» Page extract
At DeepCrawl we track over 250 metrics to help our users understand their website. In this guide, we will explain a bit more about how our systems work and how to store the information around your crawl data.
Click here if you just want to jump straight to exploring our reports and metrics.
What are metrics in DeepCrawl?
A metric is a piece of information about a page, link, or sitemap that we have extracted from a URL or has been calculated in our system (e.g. DeepRank).
Here are some examples of metrics we store around a URL:
- Title tag
- Meta robots tag
- HTTP Header
There are different levels of metrics which we have to calculate within the DeepCrawl system.
For example, Meta Noindex is a low level true or false metric which lets you know whether a page has the noindex meta tag. Indexable is a high-level metric which needs to take into account several metrics to be accurate (such as noindex tags, headers, canonicalisation, etc.). All these different metrics, once calculated, let our system identify if a page is indexable or non-indexable.
For all pages fetched and processed in our system, we collect more than 300 metrics which include everything from a page's title to the number of Search Console impressions.
What are reports in DeepCrawl?

» Data records

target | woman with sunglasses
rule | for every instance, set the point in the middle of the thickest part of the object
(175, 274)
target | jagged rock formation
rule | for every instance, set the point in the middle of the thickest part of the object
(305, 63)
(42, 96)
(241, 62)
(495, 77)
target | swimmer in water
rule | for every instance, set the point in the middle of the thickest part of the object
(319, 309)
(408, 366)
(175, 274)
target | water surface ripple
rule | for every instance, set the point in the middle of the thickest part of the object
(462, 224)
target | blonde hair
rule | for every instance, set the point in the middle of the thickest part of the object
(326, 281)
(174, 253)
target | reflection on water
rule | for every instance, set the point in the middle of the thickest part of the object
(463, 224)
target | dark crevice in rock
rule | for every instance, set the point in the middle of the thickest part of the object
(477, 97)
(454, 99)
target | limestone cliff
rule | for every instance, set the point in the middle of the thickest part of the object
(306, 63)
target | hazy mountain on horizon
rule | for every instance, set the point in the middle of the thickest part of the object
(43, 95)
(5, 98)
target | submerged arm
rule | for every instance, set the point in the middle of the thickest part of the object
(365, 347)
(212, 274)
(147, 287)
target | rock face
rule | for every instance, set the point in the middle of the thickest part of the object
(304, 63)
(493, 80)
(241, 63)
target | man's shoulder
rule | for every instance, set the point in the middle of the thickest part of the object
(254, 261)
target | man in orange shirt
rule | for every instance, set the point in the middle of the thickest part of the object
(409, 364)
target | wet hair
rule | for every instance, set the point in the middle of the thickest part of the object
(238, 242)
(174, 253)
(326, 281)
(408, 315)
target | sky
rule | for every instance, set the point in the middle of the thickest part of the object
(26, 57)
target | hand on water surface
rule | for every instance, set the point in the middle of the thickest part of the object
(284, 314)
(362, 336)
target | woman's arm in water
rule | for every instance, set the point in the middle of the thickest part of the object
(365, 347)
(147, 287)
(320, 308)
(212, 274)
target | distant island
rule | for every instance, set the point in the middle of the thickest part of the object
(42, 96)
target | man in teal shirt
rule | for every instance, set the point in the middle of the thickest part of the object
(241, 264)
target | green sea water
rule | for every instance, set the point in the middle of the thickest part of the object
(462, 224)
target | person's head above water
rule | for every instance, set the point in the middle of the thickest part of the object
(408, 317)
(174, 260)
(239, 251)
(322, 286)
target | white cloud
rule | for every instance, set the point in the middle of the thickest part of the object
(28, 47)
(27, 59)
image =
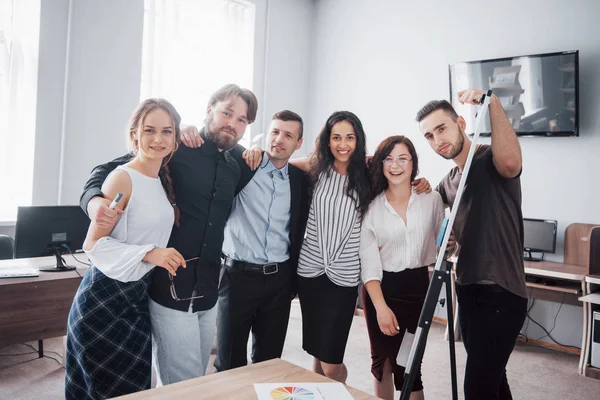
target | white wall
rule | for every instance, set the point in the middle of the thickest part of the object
(386, 59)
(288, 59)
(101, 53)
(101, 60)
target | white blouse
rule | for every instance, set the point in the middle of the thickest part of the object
(389, 244)
(146, 224)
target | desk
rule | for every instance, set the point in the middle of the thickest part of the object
(570, 284)
(238, 383)
(569, 279)
(37, 308)
(591, 300)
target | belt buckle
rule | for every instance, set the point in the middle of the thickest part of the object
(269, 269)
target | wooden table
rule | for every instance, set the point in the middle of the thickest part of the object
(589, 300)
(37, 308)
(569, 281)
(568, 285)
(238, 383)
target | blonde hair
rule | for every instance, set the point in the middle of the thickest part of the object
(135, 125)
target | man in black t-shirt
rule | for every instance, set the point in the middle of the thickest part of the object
(489, 227)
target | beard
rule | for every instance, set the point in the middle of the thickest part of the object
(219, 135)
(456, 149)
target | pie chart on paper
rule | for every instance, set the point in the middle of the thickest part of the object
(292, 393)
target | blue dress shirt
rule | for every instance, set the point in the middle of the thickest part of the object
(258, 228)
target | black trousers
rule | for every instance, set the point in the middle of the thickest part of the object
(252, 300)
(490, 320)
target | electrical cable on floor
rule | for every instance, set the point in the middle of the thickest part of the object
(554, 325)
(17, 354)
(550, 336)
(45, 356)
(529, 307)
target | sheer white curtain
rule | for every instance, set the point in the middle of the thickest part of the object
(19, 45)
(193, 47)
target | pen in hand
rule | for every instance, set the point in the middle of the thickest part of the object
(115, 201)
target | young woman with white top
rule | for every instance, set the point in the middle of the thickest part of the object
(329, 264)
(108, 334)
(396, 246)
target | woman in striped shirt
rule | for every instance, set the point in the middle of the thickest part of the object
(329, 265)
(397, 244)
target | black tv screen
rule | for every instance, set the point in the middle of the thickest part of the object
(539, 93)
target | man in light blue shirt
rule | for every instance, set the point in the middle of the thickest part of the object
(263, 237)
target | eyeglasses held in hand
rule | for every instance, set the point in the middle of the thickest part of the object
(172, 286)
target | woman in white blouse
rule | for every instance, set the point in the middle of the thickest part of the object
(108, 333)
(397, 244)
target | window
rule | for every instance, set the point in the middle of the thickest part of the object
(19, 44)
(191, 48)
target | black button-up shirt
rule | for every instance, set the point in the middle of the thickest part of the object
(204, 181)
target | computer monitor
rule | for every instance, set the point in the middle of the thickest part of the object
(539, 237)
(50, 230)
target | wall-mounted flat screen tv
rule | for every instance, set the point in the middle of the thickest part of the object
(539, 93)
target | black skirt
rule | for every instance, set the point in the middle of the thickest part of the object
(327, 313)
(108, 338)
(404, 293)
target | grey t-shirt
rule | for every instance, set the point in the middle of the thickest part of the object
(488, 225)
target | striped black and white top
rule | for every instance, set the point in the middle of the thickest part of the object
(332, 241)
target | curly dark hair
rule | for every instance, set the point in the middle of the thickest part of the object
(358, 176)
(378, 179)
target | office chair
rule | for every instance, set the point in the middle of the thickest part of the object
(7, 247)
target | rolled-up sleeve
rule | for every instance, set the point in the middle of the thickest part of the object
(370, 259)
(120, 261)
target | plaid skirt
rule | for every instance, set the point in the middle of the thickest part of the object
(108, 338)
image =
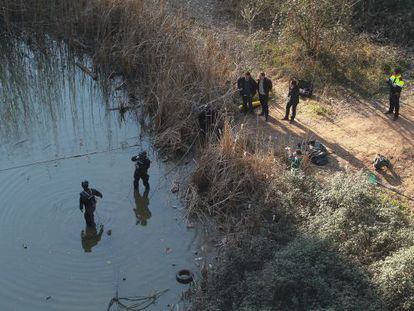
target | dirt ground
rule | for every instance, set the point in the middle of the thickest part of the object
(354, 133)
(354, 130)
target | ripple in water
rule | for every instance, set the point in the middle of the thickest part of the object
(49, 261)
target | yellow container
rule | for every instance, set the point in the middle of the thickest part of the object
(256, 104)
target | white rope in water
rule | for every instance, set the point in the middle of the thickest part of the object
(66, 158)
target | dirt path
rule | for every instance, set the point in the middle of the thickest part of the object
(355, 135)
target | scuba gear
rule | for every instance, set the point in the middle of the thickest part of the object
(380, 161)
(85, 184)
(141, 169)
(88, 198)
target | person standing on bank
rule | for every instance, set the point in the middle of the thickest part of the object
(247, 89)
(142, 166)
(396, 84)
(264, 86)
(87, 200)
(293, 101)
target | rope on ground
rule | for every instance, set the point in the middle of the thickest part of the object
(138, 303)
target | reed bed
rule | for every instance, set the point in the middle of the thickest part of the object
(169, 62)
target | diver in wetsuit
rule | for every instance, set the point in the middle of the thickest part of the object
(142, 212)
(141, 169)
(88, 200)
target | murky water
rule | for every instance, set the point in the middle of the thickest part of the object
(50, 109)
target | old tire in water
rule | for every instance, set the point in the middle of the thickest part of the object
(184, 276)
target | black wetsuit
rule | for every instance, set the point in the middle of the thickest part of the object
(141, 171)
(87, 199)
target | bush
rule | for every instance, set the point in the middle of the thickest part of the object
(358, 222)
(302, 275)
(394, 278)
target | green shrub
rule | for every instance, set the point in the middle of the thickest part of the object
(394, 278)
(358, 222)
(302, 275)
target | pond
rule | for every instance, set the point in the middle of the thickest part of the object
(57, 129)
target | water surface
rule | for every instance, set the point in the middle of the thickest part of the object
(49, 109)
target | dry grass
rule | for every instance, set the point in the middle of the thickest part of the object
(233, 175)
(167, 61)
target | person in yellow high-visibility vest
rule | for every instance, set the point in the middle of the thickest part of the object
(396, 84)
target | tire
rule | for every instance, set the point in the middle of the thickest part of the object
(184, 276)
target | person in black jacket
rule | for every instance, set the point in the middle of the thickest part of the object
(293, 101)
(264, 87)
(87, 200)
(142, 166)
(142, 211)
(247, 89)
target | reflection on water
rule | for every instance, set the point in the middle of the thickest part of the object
(90, 237)
(142, 212)
(49, 109)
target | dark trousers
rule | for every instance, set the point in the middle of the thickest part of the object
(89, 219)
(394, 104)
(144, 177)
(264, 101)
(293, 105)
(247, 103)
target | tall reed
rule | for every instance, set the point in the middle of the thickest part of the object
(169, 62)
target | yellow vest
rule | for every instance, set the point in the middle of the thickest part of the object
(396, 80)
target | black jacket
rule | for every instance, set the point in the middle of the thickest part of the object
(267, 85)
(142, 164)
(294, 95)
(87, 199)
(247, 88)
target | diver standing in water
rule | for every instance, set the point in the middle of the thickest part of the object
(141, 169)
(88, 200)
(142, 212)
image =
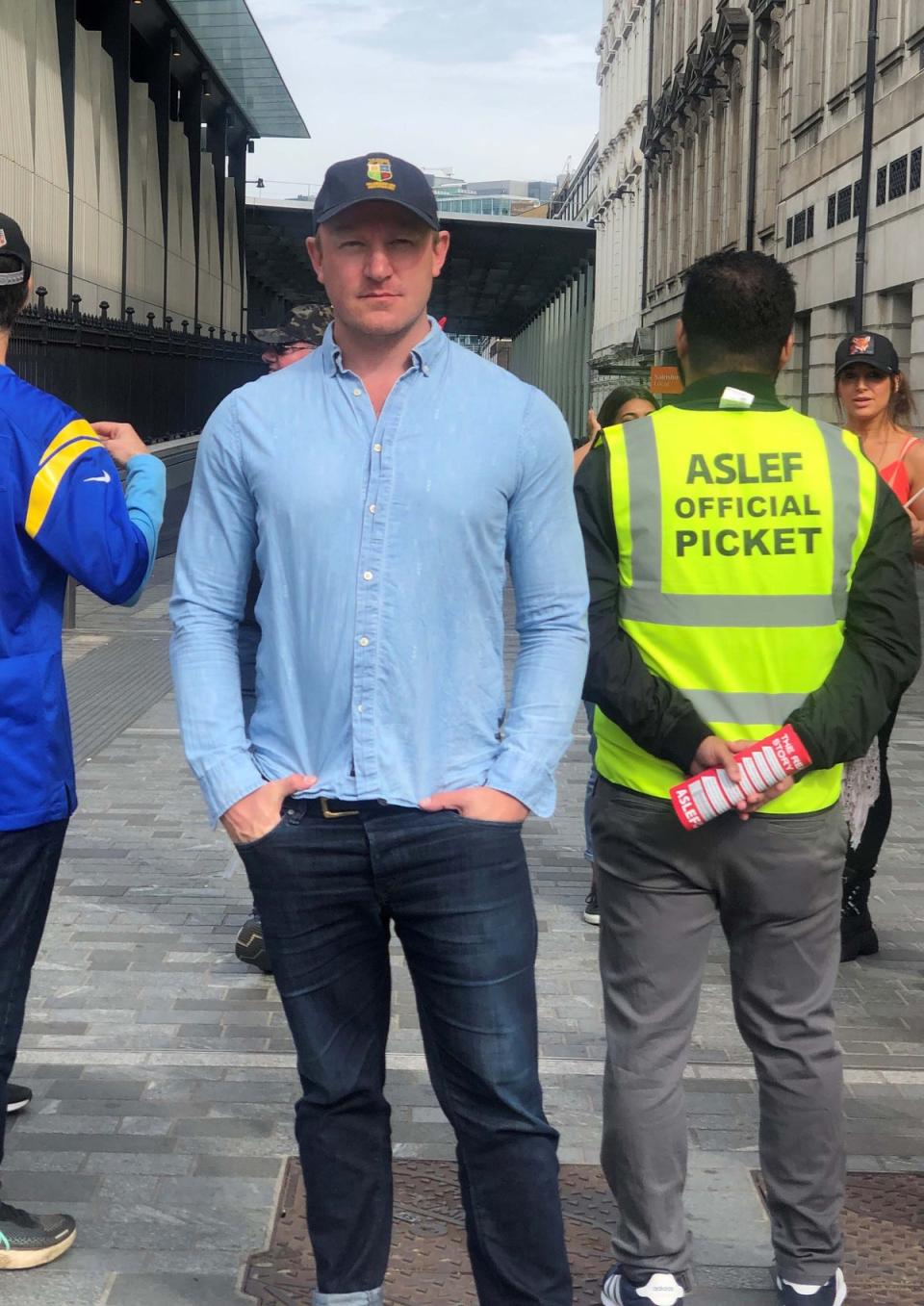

» Task description
Could you rewrite the passage of the DeepCrawl metrics guide from "For example, Meta" to "indexable or non-indexable." with "high-level" replaced by "top-level"?

» Result below
For example, Meta Noindex is a low level true or false metric which lets you know whether a page has the noindex meta tag. Indexable is a top-level metric which needs to take into account several metrics to be accurate (such as noindex tags, headers, canonicalisation, etc.). All these different metrics, once calculated, let our system identify if a page is indexable or non-indexable.